*PROVIDED TEXT*.
····················
I still don't know why you are calling it GoldPlating. I don't know what you are comparing it to in your head. If you want a code volume challenge, I'm all for it. The scenario is that we start out using tag quantity offsets, but later decide to filter out stuff such as B and SPAN tags and thus need to change such code.

{You should start with XML intended to carry semantic information in the first place. HTML is a horrible medium for semantic information - you, quite literally, are probably better off simply eliminating ALL the HTML markup and processing it as though it were plain-text.}

One often cannot control such. In my scenario, it is not realistic to expect Ebay Co. listen to you. (If I had a choice, I wouldn't choose XML anyhow most likely unless dictated by the customer requirements. See RelationalAlternativeToXml.)
{Eh? What I'm effin' saying, top, is that the HTML example is a horrible example. You can (and should) consider filtering out all the markup and simply looking for text-patterns that correspond to 'Price: ($?)<Number>'. But there are plenty of cases where XML is available to start with, carrying semantic information in its structure, as often used for communications and for data interchange. (RelationalAlternativeToXml for those cases is not a viable choice, since what we're discussing is representation of data; you'd need to consider CsvAlternativeToXml?.)}
If we have data pre-packaged in XML that is meant for data transfer, then the difference will be small either way. Thus, that is not the scenario I am focusing on.
{Processing HTML the way you are, you might as well process raw English text. The difference is too small either way - all HTML ever does is help 'display' the text. You chose a bad scenario. XML will provide plenty of challenge for you, and would be far more meaningful in the context of 'ProcessingMarkupLanguages'.}
If one's task is to strip info from auction pages, they don't have a fricken choice. You have to search for your cellphone where you dropped it, not where the light is better.
{Actually, there probably are better choices when the task is stripping info from auction pages. One possibility would be to make a deal with eBay to get remote read-access to their DataBase (possibly via some API). Regardless, you chose a horrible example problem for the task of 'ProcessingMarkupLanguages'. The reason is simple: you aren't really processing the markup language, top. What you're processing is the text being marked up. If I had said you need to find and index all words in HTML documents as an example of 'ProcessingMarkupLanguages', it would be a shitty example. Your eBay example is shitty in the exact same manner.}

{But if you wish a code-volume challenge, I'll put a grammar vs. your approach after you've provided your approach. I'll never even touch tag offsets - that's just a horrible idea to start with when dealing with any sort of extensible language.}

I wouldn't fault anybody for it in the name of YagNi. If they change the HTML that much, one would probably want to know (via a crash) so that they could manually check it out for other surprises anyhow.
····················
*Spatial annotation records*.
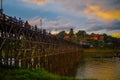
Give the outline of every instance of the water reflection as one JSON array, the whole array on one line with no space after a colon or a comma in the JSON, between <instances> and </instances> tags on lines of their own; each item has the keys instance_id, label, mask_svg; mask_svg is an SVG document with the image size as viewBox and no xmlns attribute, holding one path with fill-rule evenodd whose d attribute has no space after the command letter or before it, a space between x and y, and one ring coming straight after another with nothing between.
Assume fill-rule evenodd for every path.
<instances>
[{"instance_id":1,"label":"water reflection","mask_svg":"<svg viewBox=\"0 0 120 80\"><path fill-rule=\"evenodd\" d=\"M76 78L120 80L120 59L85 59L78 68Z\"/></svg>"}]
</instances>

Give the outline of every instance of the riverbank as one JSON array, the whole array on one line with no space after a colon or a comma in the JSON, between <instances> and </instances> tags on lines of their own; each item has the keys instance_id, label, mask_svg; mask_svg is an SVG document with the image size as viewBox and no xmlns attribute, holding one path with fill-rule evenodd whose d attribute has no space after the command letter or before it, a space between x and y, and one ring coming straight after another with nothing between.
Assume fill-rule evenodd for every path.
<instances>
[{"instance_id":1,"label":"riverbank","mask_svg":"<svg viewBox=\"0 0 120 80\"><path fill-rule=\"evenodd\" d=\"M112 58L116 53L120 53L119 49L84 49L84 57L108 57Z\"/></svg>"},{"instance_id":2,"label":"riverbank","mask_svg":"<svg viewBox=\"0 0 120 80\"><path fill-rule=\"evenodd\" d=\"M44 69L0 69L0 80L94 80L60 77Z\"/></svg>"}]
</instances>

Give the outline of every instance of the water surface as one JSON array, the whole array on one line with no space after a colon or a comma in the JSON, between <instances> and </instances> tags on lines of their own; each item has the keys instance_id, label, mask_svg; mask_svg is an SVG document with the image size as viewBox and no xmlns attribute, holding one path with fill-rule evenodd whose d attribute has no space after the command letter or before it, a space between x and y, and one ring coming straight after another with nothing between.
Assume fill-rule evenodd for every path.
<instances>
[{"instance_id":1,"label":"water surface","mask_svg":"<svg viewBox=\"0 0 120 80\"><path fill-rule=\"evenodd\" d=\"M80 63L76 78L120 80L120 59L87 58L83 63Z\"/></svg>"}]
</instances>

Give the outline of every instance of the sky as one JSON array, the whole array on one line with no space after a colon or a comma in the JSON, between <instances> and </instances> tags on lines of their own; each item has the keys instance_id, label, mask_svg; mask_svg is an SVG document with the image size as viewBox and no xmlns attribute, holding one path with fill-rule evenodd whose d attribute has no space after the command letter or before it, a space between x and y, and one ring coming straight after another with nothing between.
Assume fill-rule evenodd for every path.
<instances>
[{"instance_id":1,"label":"sky","mask_svg":"<svg viewBox=\"0 0 120 80\"><path fill-rule=\"evenodd\" d=\"M53 33L85 30L120 37L120 0L3 0L4 13Z\"/></svg>"}]
</instances>

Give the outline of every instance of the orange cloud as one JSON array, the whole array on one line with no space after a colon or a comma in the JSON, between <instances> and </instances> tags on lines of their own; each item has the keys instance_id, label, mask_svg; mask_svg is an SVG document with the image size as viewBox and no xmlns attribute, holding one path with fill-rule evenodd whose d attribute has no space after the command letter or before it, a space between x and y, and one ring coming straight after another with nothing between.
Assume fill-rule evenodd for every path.
<instances>
[{"instance_id":1,"label":"orange cloud","mask_svg":"<svg viewBox=\"0 0 120 80\"><path fill-rule=\"evenodd\" d=\"M113 33L111 36L120 38L120 33Z\"/></svg>"},{"instance_id":2,"label":"orange cloud","mask_svg":"<svg viewBox=\"0 0 120 80\"><path fill-rule=\"evenodd\" d=\"M120 20L120 10L104 10L100 6L89 6L88 9L84 10L84 13L90 15L90 17L98 17L104 20Z\"/></svg>"},{"instance_id":3,"label":"orange cloud","mask_svg":"<svg viewBox=\"0 0 120 80\"><path fill-rule=\"evenodd\" d=\"M23 1L27 3L35 3L37 5L44 5L46 3L52 2L53 0L23 0Z\"/></svg>"}]
</instances>

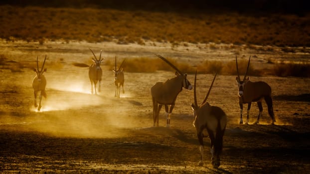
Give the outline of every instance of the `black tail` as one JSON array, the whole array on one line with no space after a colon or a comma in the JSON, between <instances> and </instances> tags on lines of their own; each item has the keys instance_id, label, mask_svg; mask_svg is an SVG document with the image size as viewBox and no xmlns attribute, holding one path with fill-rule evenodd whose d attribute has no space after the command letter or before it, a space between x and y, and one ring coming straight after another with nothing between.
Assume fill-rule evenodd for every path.
<instances>
[{"instance_id":1,"label":"black tail","mask_svg":"<svg viewBox=\"0 0 310 174\"><path fill-rule=\"evenodd\" d=\"M223 136L224 136L225 128L226 125L224 129L222 130L221 129L221 121L219 119L218 120L216 136L215 137L214 142L214 155L219 155L222 153L222 150L223 149Z\"/></svg>"},{"instance_id":2,"label":"black tail","mask_svg":"<svg viewBox=\"0 0 310 174\"><path fill-rule=\"evenodd\" d=\"M155 100L155 98L152 97L152 100L153 101L153 121L154 122L154 124L156 122L156 114L157 113L157 102L156 100Z\"/></svg>"},{"instance_id":3,"label":"black tail","mask_svg":"<svg viewBox=\"0 0 310 174\"><path fill-rule=\"evenodd\" d=\"M268 107L268 113L269 114L269 115L273 121L276 121L275 119L275 113L274 113L274 108L272 106L272 98L271 98L271 96L265 96L265 101L267 104L267 106Z\"/></svg>"}]
</instances>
····················
*LIST OF TASKS*.
- a) In the thread, what does one poster suggest making a deal with eBay to get?
- b) Copy the thread's passage that begins at the words "One often cannot" and stops after "requirements. See RelationalAlternativeToXml.)", renaming "Ebay Co." to "the auction site".
- c) Do these statements agree with the thread? Answer yes or no for each and quote the deciding words.
(i) HTML is called a horrible medium for semantic information.
(ii) The poster who mentions Ebay Co. would choose XML if given a choice.
(iii) You should search for a dropped cellphone where the light is better.

*TASK-BY-TASK OUTPUTS*.
- a) Remote read-access to their database, possibly via some API.

- b)
One often cannot control such. In my scenario, it is not realistic to expect the auction site listen to you. (If I had a choice, I wouldn't choose XML anyhow most likely unless dictated by the customer requirements. See RelationalAlternativeToXml.)

- c)
(i) Yes: "HTML is a horrible medium for semantic information"
(ii) No: "If I had a choice, I wouldn't choose XML anyhow most likely unless dictated by the customer requirements."
(iii) No: "You have to search for your cellphone where you dropped it, not where the light is better."